### Provided text

....................

The ‘supervisor’ keeps a PhD candidate on the straight and narrow. A thesis, however, must be entirely the student’s own. That wasn’t always the case. In 18th-century Sweden, for example, the text was written, or dictated, by the supervisor. The candidate’s job was merely to defend the results publicly.
The arrangement must have suited the great Carl Linné, better known today as Carolus Linnaeus, the Latinised version of his name. He presided at the conferring of 186 PhDs — many of them he had written himself. The ‘Prince of Botanists’ didn’t lack self-esteem. It is even said that he published a review of his autobiography under an assumed name. No doubt, he ‘always knew best’.
In 1749, he supervised the work of 20-year-old Nils Hesselgren, whose subject was the dietary preferences of farm animals. The data collected 275 years ago for the thesis is still held in the archives of Uppsala University. Researchers have now made it available ’with modern nomenclature’.
Strict scientific protocols govern such studies nowadays, with all ‘ifs, buts, and caveats’ addressed and conclusions justified statistically. In reading the resurrected thesis, however, allowance must be made for the more ‘anecdotal’ approach to research in Linnaeus’ day. Statistical analysis would not become ‘de rigueur’ for another 200 years. Also, research, back then, was utilitarian… projects were expected to yield practical results.
Visiting Dalarna, a province in central Sweden, Linnaeus noticed that although horses ate a wide range of herbs, they scrupulously avoided certain species. Was this true of all livestock, he wondered? If so, it might have practical implications for farming and so was worth investigating. The task fell to Hesselgren.
More than 2,300 tests were carried out in which 643 species of plant were offered to cattle, sheep, horses, goats, and pigs. Which herbs would each species shun?

....................

### Information supplied
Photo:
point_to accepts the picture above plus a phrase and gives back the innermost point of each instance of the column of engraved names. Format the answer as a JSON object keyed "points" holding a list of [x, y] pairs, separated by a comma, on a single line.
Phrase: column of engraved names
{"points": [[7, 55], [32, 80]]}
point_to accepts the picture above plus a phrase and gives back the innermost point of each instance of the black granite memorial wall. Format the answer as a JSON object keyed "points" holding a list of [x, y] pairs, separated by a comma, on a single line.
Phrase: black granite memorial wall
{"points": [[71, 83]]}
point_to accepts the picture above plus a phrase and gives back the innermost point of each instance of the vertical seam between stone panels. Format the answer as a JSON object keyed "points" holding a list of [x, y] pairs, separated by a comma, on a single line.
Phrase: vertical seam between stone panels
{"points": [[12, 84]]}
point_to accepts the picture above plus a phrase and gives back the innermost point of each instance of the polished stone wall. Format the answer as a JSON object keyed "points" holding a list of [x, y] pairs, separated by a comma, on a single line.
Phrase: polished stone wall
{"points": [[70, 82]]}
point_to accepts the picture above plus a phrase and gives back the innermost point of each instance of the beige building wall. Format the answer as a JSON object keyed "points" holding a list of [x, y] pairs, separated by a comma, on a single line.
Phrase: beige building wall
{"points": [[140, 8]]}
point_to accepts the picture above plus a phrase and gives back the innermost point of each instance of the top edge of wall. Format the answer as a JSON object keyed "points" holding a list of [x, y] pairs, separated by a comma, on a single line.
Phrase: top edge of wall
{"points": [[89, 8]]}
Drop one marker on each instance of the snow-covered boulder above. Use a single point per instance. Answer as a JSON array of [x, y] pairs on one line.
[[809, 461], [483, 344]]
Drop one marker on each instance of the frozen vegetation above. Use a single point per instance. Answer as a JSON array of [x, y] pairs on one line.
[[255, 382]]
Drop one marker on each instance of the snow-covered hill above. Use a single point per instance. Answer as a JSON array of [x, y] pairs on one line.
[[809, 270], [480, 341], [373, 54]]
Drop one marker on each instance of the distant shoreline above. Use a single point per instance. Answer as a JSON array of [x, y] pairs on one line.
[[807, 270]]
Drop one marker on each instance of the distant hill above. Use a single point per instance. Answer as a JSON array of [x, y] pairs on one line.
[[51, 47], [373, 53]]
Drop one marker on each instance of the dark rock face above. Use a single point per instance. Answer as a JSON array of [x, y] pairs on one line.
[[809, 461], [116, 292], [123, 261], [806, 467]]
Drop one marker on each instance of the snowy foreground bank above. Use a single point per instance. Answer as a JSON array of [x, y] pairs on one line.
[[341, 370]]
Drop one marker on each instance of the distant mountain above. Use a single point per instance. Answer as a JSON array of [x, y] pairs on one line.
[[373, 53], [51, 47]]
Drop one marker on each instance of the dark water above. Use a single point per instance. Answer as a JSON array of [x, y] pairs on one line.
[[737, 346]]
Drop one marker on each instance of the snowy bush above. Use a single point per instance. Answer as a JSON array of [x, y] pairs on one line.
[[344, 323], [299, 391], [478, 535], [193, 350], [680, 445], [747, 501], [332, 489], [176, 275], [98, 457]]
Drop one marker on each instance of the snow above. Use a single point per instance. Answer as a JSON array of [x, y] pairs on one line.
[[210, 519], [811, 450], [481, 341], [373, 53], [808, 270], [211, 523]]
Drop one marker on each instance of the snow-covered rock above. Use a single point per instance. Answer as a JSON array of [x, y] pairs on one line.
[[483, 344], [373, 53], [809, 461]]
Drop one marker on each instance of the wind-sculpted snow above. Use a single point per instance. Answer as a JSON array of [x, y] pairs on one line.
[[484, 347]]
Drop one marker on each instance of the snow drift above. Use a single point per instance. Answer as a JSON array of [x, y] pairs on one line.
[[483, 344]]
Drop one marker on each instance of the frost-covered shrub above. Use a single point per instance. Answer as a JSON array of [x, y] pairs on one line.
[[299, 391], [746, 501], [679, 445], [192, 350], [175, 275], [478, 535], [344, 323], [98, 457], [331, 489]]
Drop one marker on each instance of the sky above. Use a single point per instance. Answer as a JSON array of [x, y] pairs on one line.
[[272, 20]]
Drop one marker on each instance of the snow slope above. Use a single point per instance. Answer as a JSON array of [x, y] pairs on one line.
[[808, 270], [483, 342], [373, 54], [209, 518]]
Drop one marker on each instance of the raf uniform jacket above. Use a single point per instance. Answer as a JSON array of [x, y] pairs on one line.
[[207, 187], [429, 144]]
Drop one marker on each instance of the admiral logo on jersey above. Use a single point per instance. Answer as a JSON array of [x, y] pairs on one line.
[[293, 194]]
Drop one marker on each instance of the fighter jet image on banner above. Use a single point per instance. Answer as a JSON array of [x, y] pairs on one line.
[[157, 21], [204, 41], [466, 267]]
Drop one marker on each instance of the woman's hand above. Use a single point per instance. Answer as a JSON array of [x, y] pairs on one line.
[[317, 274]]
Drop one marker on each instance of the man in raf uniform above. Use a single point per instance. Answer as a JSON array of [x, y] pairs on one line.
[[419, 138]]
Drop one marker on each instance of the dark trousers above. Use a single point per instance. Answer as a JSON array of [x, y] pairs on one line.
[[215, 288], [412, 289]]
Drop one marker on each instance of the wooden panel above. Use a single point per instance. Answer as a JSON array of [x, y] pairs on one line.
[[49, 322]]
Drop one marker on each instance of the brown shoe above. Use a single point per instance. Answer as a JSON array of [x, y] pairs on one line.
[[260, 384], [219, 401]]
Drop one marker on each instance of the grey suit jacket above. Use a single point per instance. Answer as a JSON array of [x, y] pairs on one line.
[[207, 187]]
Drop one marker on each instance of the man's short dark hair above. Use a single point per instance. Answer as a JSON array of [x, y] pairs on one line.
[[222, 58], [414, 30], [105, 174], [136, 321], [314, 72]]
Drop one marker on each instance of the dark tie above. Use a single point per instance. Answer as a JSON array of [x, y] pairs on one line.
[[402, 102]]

....................

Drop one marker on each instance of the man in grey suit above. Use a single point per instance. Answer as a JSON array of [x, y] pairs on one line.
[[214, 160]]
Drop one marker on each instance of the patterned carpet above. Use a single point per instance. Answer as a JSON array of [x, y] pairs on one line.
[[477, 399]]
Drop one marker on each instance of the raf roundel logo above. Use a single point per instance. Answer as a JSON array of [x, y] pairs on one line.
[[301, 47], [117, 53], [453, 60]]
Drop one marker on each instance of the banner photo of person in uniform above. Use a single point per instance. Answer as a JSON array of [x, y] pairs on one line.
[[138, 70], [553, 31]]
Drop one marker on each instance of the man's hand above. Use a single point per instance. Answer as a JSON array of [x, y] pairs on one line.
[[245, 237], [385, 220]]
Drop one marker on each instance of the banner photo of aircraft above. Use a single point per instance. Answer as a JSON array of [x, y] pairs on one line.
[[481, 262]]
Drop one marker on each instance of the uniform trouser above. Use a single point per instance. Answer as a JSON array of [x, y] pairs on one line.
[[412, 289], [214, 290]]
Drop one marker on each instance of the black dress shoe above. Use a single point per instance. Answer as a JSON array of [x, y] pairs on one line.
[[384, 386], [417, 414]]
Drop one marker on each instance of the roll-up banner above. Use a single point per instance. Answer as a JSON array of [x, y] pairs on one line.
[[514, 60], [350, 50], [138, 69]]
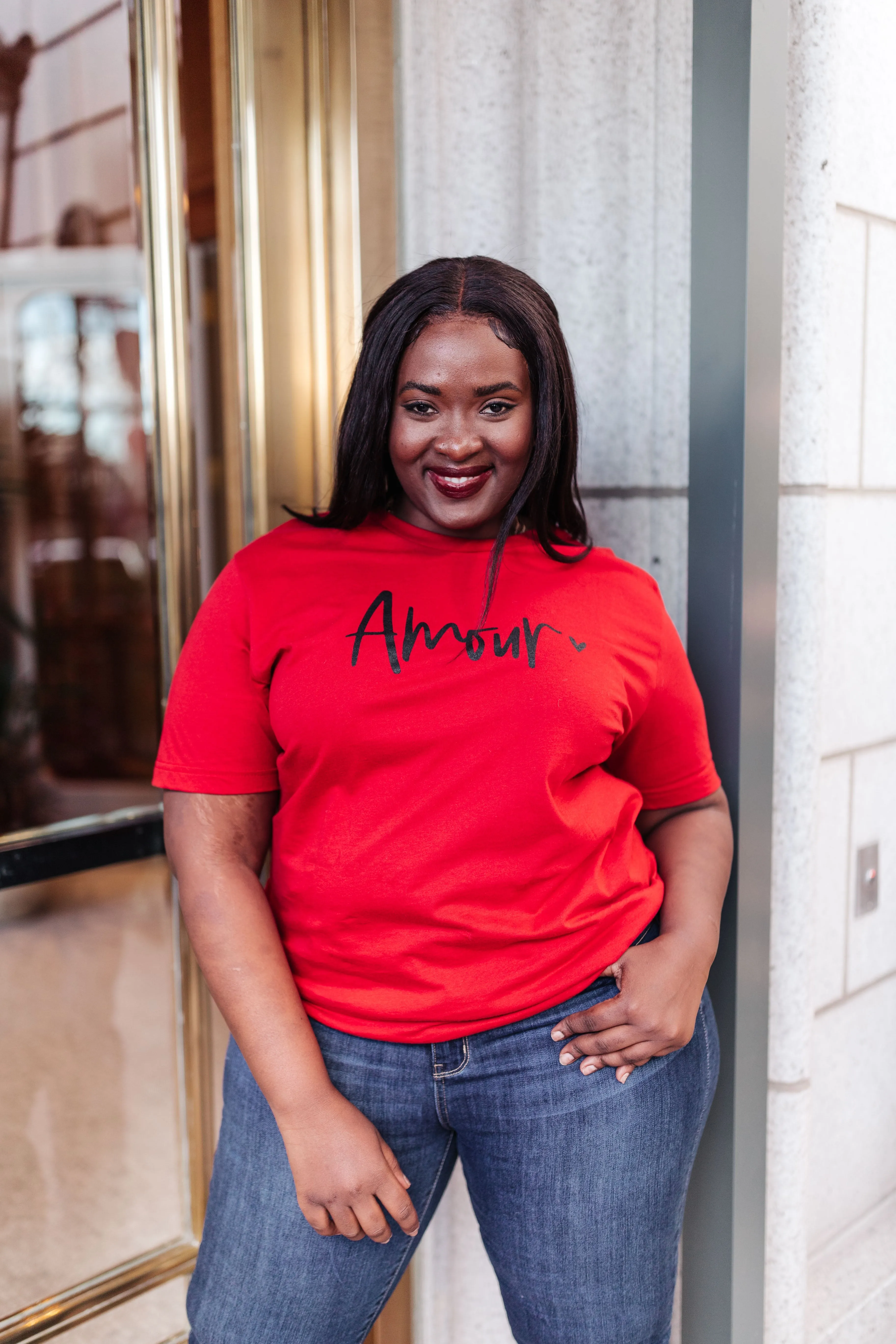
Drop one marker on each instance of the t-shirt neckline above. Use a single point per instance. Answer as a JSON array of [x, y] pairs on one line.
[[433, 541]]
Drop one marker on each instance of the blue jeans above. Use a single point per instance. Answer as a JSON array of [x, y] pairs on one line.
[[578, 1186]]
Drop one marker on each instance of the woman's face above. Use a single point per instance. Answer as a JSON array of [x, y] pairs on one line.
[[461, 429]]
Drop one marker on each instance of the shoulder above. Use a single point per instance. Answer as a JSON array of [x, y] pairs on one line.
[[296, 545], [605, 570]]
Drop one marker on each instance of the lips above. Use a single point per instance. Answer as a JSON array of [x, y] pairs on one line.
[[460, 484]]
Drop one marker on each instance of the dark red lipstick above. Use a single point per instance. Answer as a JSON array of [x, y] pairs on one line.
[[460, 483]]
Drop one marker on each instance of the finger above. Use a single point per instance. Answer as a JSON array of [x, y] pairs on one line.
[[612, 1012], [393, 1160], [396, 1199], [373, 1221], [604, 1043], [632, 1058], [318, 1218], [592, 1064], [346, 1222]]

....................

### Exercise objective
According to the text about Linnaeus, how many plant species were offered to the farm animals in the tests? The rows have nothing to do with the text about Linnaeus and the livestock feeding thesis.

### Result below
643 species of plant were offered to the animals.